[Region pointing data]
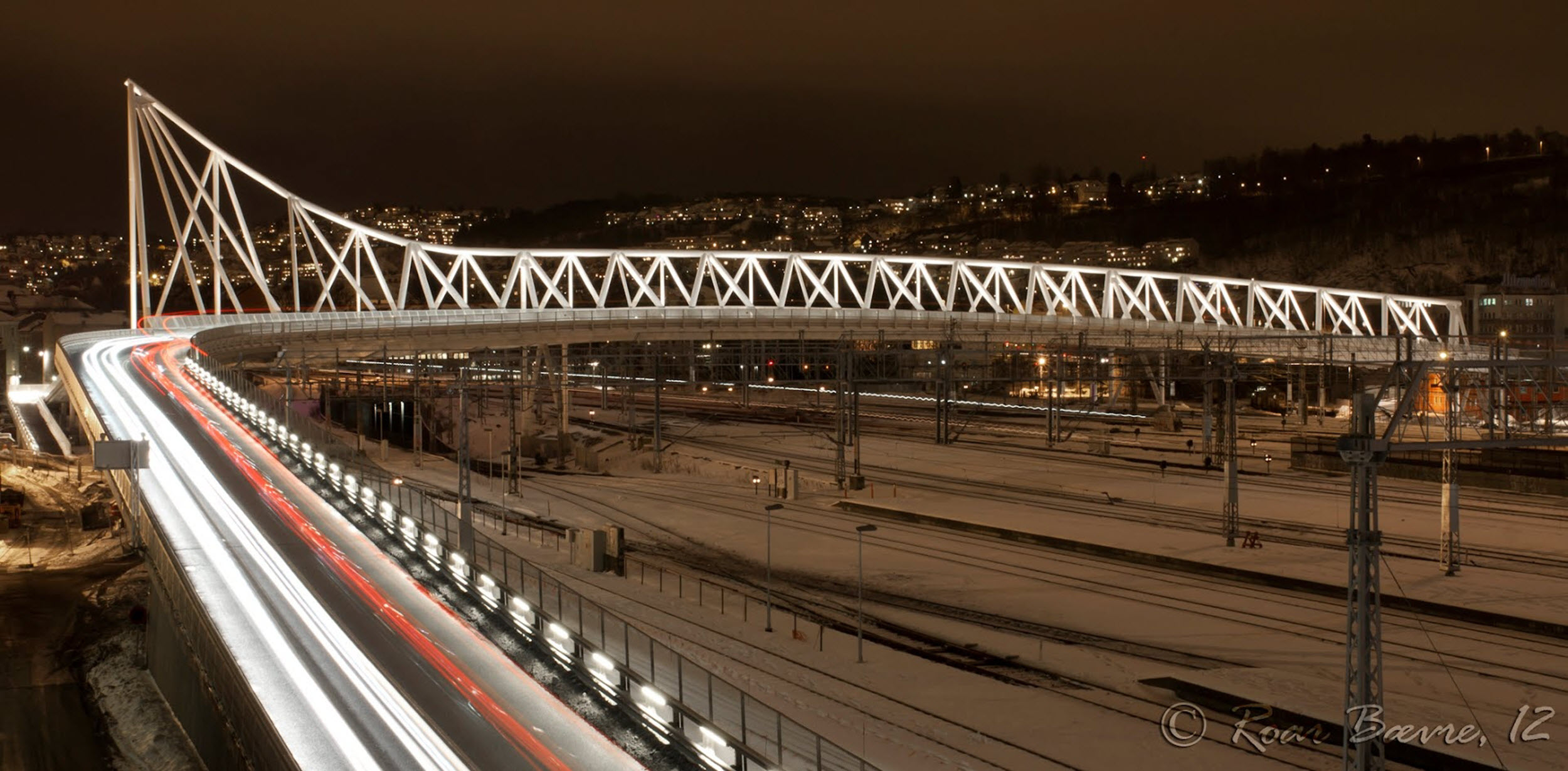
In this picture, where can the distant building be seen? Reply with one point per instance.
(1087, 192)
(1529, 309)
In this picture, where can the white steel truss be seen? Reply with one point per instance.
(211, 262)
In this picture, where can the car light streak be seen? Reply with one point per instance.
(181, 491)
(355, 579)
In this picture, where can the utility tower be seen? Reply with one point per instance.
(1363, 452)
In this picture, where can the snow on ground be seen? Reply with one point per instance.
(1288, 648)
(145, 732)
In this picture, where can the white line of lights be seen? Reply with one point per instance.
(657, 715)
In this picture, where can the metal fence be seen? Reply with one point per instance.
(672, 695)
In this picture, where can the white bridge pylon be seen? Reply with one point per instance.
(209, 258)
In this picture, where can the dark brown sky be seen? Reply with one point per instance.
(529, 104)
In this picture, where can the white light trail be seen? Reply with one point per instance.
(190, 505)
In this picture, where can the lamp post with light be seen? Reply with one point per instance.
(860, 591)
(767, 511)
(490, 459)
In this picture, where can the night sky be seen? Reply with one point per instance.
(519, 104)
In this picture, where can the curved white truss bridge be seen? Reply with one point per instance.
(317, 259)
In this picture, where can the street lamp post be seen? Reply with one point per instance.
(490, 459)
(769, 511)
(860, 591)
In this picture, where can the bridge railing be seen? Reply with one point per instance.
(672, 695)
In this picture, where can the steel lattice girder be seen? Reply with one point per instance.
(364, 268)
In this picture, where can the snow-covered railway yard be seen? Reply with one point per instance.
(1002, 653)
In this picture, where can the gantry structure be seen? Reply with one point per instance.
(327, 262)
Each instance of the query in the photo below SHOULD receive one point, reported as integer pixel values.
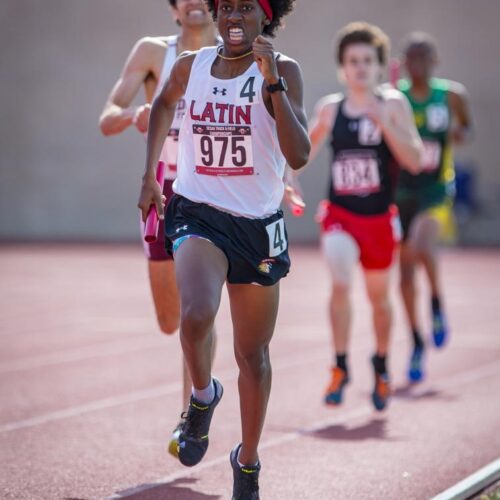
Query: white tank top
(229, 154)
(169, 151)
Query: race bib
(356, 173)
(223, 150)
(369, 134)
(172, 145)
(431, 157)
(277, 238)
(437, 117)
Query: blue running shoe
(416, 371)
(439, 329)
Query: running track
(89, 390)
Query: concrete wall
(59, 179)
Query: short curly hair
(280, 9)
(361, 32)
(420, 39)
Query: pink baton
(394, 72)
(152, 221)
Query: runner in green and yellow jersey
(441, 112)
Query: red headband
(265, 4)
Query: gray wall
(59, 179)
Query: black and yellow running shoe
(192, 441)
(245, 478)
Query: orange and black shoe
(382, 390)
(334, 391)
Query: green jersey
(433, 120)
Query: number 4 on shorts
(277, 238)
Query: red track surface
(89, 389)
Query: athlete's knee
(254, 362)
(340, 290)
(407, 270)
(381, 303)
(197, 319)
(168, 324)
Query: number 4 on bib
(277, 238)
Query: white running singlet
(229, 154)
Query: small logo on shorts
(266, 265)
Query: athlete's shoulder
(456, 88)
(287, 66)
(329, 101)
(185, 60)
(148, 44)
(390, 94)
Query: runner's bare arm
(118, 114)
(160, 121)
(395, 118)
(287, 107)
(463, 127)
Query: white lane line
(114, 348)
(450, 382)
(158, 391)
(276, 441)
(472, 484)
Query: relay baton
(152, 222)
(293, 194)
(294, 201)
(394, 72)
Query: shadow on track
(180, 489)
(414, 391)
(373, 429)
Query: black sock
(436, 305)
(342, 362)
(379, 364)
(417, 339)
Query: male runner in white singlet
(149, 65)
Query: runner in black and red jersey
(369, 128)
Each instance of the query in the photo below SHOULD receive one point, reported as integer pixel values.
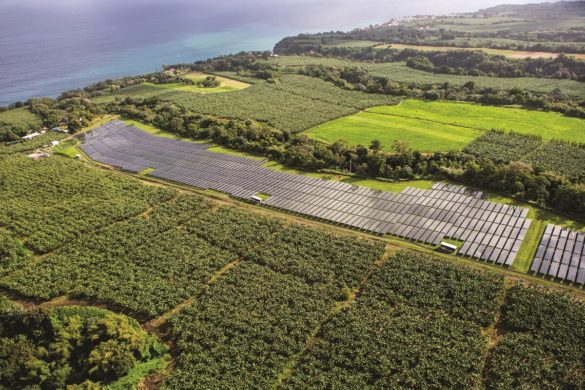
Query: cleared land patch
(503, 52)
(549, 125)
(422, 135)
(398, 71)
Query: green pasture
(549, 125)
(422, 135)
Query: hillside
(401, 206)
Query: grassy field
(549, 125)
(398, 71)
(502, 52)
(19, 117)
(540, 218)
(422, 135)
(293, 103)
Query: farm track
(337, 308)
(156, 324)
(144, 213)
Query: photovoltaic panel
(562, 248)
(424, 215)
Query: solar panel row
(561, 254)
(491, 231)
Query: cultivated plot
(493, 232)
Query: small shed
(31, 136)
(448, 247)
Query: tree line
(514, 179)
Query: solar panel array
(491, 231)
(561, 254)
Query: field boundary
(155, 324)
(337, 308)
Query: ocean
(47, 47)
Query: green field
(20, 117)
(293, 103)
(398, 71)
(362, 128)
(442, 126)
(502, 52)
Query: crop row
(162, 253)
(543, 344)
(398, 71)
(416, 324)
(561, 157)
(51, 202)
(293, 103)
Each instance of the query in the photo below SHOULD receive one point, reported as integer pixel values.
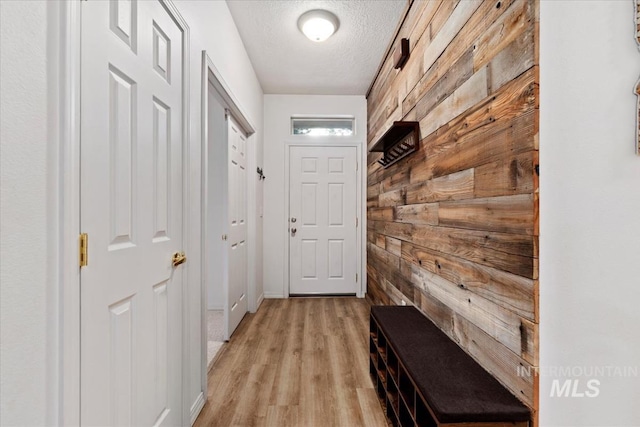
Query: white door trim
(360, 235)
(69, 224)
(210, 74)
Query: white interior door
(237, 223)
(322, 220)
(131, 208)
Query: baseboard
(259, 302)
(197, 407)
(268, 295)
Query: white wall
(278, 110)
(28, 215)
(212, 29)
(590, 210)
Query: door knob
(178, 258)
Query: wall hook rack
(398, 142)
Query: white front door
(237, 223)
(322, 220)
(131, 208)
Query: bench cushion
(454, 385)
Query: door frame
(360, 235)
(211, 75)
(69, 19)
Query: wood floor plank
(296, 362)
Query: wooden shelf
(398, 142)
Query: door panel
(322, 200)
(131, 208)
(237, 303)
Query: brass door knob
(178, 258)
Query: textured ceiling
(286, 62)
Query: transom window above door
(322, 126)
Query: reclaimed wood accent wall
(453, 228)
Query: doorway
(323, 220)
(133, 103)
(215, 264)
(225, 290)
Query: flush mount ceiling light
(318, 25)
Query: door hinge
(83, 250)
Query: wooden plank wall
(453, 228)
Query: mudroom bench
(423, 378)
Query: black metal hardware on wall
(398, 142)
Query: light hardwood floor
(296, 362)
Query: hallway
(296, 362)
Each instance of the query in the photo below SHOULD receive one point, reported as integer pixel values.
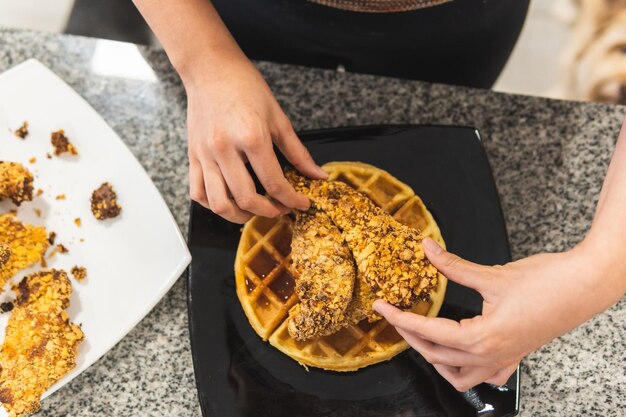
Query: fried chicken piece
(325, 276)
(22, 131)
(104, 203)
(40, 343)
(5, 255)
(27, 244)
(61, 143)
(387, 253)
(79, 272)
(16, 182)
(360, 306)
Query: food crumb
(22, 131)
(104, 203)
(61, 143)
(16, 182)
(8, 306)
(51, 237)
(79, 272)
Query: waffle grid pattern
(269, 240)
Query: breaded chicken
(5, 255)
(388, 254)
(27, 244)
(16, 182)
(325, 276)
(40, 343)
(360, 306)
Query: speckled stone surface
(548, 158)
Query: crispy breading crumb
(40, 342)
(22, 131)
(27, 244)
(5, 255)
(61, 143)
(387, 253)
(79, 272)
(7, 306)
(104, 203)
(325, 276)
(16, 182)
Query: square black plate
(239, 375)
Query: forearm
(192, 34)
(606, 241)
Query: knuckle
(219, 207)
(274, 187)
(302, 157)
(459, 385)
(252, 141)
(431, 357)
(218, 145)
(245, 202)
(452, 260)
(501, 380)
(284, 124)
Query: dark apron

The problem: In your copy, please omit the pictures and print every line of the records exactly.

Output below:
In this picture, where can the distant building be seen? Reply with one point per instance.
(1087, 192)
(1529, 309)
In this picture, where can the white steel truss be seen? Reply with one point per instance.
(211, 262)
In this picture, where can the car light streak be seen? Reply with one point per instance.
(181, 491)
(355, 579)
In this picture, where can the utility tower be seen? Reply with one point per instance.
(1363, 452)
In this picture, where can the snow on ground be seen? Reply with one point per instance.
(1288, 648)
(145, 732)
In this picture, where can the white line of lights be seen? Reply with one point per instance.
(657, 715)
In this picture, where can the metal fence be seen? Reply with one point per instance.
(672, 695)
In this picture, where can the white bridge pylon be seen? Reply with one point per instance.
(209, 258)
In this picture, where can the dark brown sky be seen? Reply with one point per instance.
(529, 104)
In this picture, where can the white light trail be seen? Reply with one point per instance.
(190, 505)
In this picture, where can the lamp post with light be seen? Reply with one point per instance.
(860, 591)
(767, 511)
(490, 459)
In this picture, where can the night sky be seen? Reply with one point per instance.
(519, 104)
In this picture, where can the curved white truss bridge be seen? Reply with one point per instance.
(317, 259)
In this picture, where can the street lamp post be seen? Reply with one point per instance.
(490, 459)
(769, 511)
(860, 591)
In this picture, where can the bridge railing be seen? Reply with one point per instance.
(672, 695)
In this picture, where can the steel lattice girder be seen? Reply with one point per instance.
(364, 268)
In this picture, where can the snow-covered railway yard be seen? Reply with one point per instance.
(1002, 653)
In this picture, where can the gantry structure be seen? Reply with one point per instance.
(327, 262)
Each instance of the query in the photo below SHOULD receive one point, reported as integer pixel values.
Query: white tank top
(229, 154)
(169, 151)
Query: race bib
(356, 173)
(223, 150)
(369, 134)
(172, 145)
(431, 157)
(277, 238)
(437, 117)
Query: blue running shoe
(416, 371)
(439, 329)
Query: running track
(89, 390)
Query: concrete wall
(59, 179)
Query: short curly hair
(280, 9)
(361, 32)
(420, 39)
Query: pink baton
(394, 72)
(152, 221)
Query: runner in green and yellow jersey
(441, 112)
Query: red headband
(265, 4)
Query: gray wall
(59, 179)
Query: black and yellow running shoe
(192, 441)
(245, 478)
Query: orange and black shoe
(382, 390)
(334, 391)
Query: green jersey
(433, 120)
Query: number 4 on shorts
(277, 238)
Query: red track surface
(89, 389)
Query: athlete's knee
(254, 362)
(340, 290)
(407, 270)
(381, 303)
(197, 319)
(168, 324)
Query: number 4 on bib
(277, 238)
Query: white running singlet
(229, 154)
Query: small logo on shorts
(266, 265)
Query: athlete's shoulder
(456, 88)
(287, 66)
(329, 101)
(185, 60)
(148, 44)
(390, 94)
Query: runner's bare arm
(118, 114)
(160, 121)
(395, 118)
(287, 107)
(463, 127)
Query: white lane line
(114, 348)
(450, 382)
(158, 391)
(276, 441)
(472, 484)
Query: relay baton
(152, 222)
(293, 194)
(294, 201)
(394, 72)
Query: shadow on track
(180, 489)
(414, 391)
(373, 429)
Query: black sock
(436, 305)
(342, 362)
(379, 364)
(417, 339)
Query: male runner in white singlet
(149, 65)
Query: runner in black and red jersey
(369, 128)
Each instance of the query in the photo below SHOULD receive one point, reported as integer pixel values.
Query: cleared land patch
(503, 52)
(549, 125)
(422, 135)
(398, 71)
Query: green pasture
(549, 125)
(422, 135)
Query: hillside
(401, 206)
Query: grassy field
(549, 125)
(398, 71)
(502, 52)
(19, 117)
(540, 218)
(422, 135)
(293, 103)
Query: farm track
(337, 308)
(156, 324)
(144, 213)
Query: photovoltaic panel
(562, 248)
(424, 215)
Query: solar panel row
(561, 254)
(491, 231)
Query: cultivated plot
(493, 232)
Query: small shed
(31, 136)
(448, 247)
Query: tree line
(514, 179)
Query: solar panel array
(491, 231)
(561, 254)
Query: field boundary
(155, 324)
(337, 308)
Query: ocean
(47, 47)
Query: green field
(20, 117)
(293, 103)
(398, 71)
(362, 128)
(442, 126)
(502, 52)
Query: crop row
(162, 253)
(543, 344)
(398, 71)
(416, 324)
(561, 157)
(51, 202)
(293, 103)
Each instance of the query in the photo below SHOULD receive one point, reported as integer pixel values.
Query: white door trim
(360, 235)
(69, 224)
(210, 74)
Query: white interior door
(237, 223)
(322, 220)
(131, 208)
Query: baseboard
(259, 302)
(197, 407)
(268, 295)
Query: white wall
(278, 110)
(28, 215)
(212, 29)
(590, 210)
Query: door knob
(178, 258)
Query: wall hook rack
(398, 142)
Query: white front door
(237, 223)
(322, 220)
(131, 208)
Query: bench cushion
(454, 385)
Query: door frame
(360, 235)
(211, 75)
(69, 19)
Query: wood floor plank
(296, 362)
Query: wooden shelf
(398, 142)
Query: door panel
(322, 200)
(131, 208)
(237, 303)
Query: brass door knob
(178, 258)
Query: textured ceiling
(286, 62)
Query: transom window above door
(322, 126)
Query: reclaimed wood accent wall
(453, 228)
Query: doorway
(323, 220)
(133, 103)
(215, 264)
(225, 290)
Query: flush mount ceiling light
(318, 25)
Query: door hinge
(83, 250)
Query: wooden plank wall
(453, 228)
Query: mudroom bench
(423, 378)
Query: black metal hardware on wall
(398, 142)
Query: light hardwood floor
(296, 362)
Query: hallway
(296, 362)
Each instance of the query in the photo below SHOULD receive one point, reported as integer pixel values.
Query: fried chicken piece
(325, 276)
(22, 131)
(104, 203)
(40, 343)
(5, 255)
(27, 244)
(61, 143)
(387, 253)
(79, 272)
(16, 182)
(360, 306)
Query: food crumb
(22, 131)
(104, 203)
(61, 143)
(16, 182)
(8, 306)
(51, 237)
(79, 272)
Query: waffle grid pattern
(269, 240)
Query: breaded chicken
(5, 255)
(388, 254)
(27, 244)
(16, 182)
(325, 276)
(40, 343)
(360, 306)
Query: speckled stone surface
(548, 158)
Query: crispy breading crumb
(40, 342)
(22, 131)
(27, 244)
(5, 255)
(61, 143)
(387, 253)
(79, 272)
(7, 306)
(104, 203)
(325, 276)
(16, 182)
Query: square black plate
(239, 375)
Query: forearm
(192, 34)
(606, 241)
Query: knuckle
(219, 207)
(274, 187)
(302, 157)
(459, 385)
(252, 141)
(431, 357)
(218, 145)
(245, 202)
(452, 260)
(501, 380)
(284, 124)
Query: dark apron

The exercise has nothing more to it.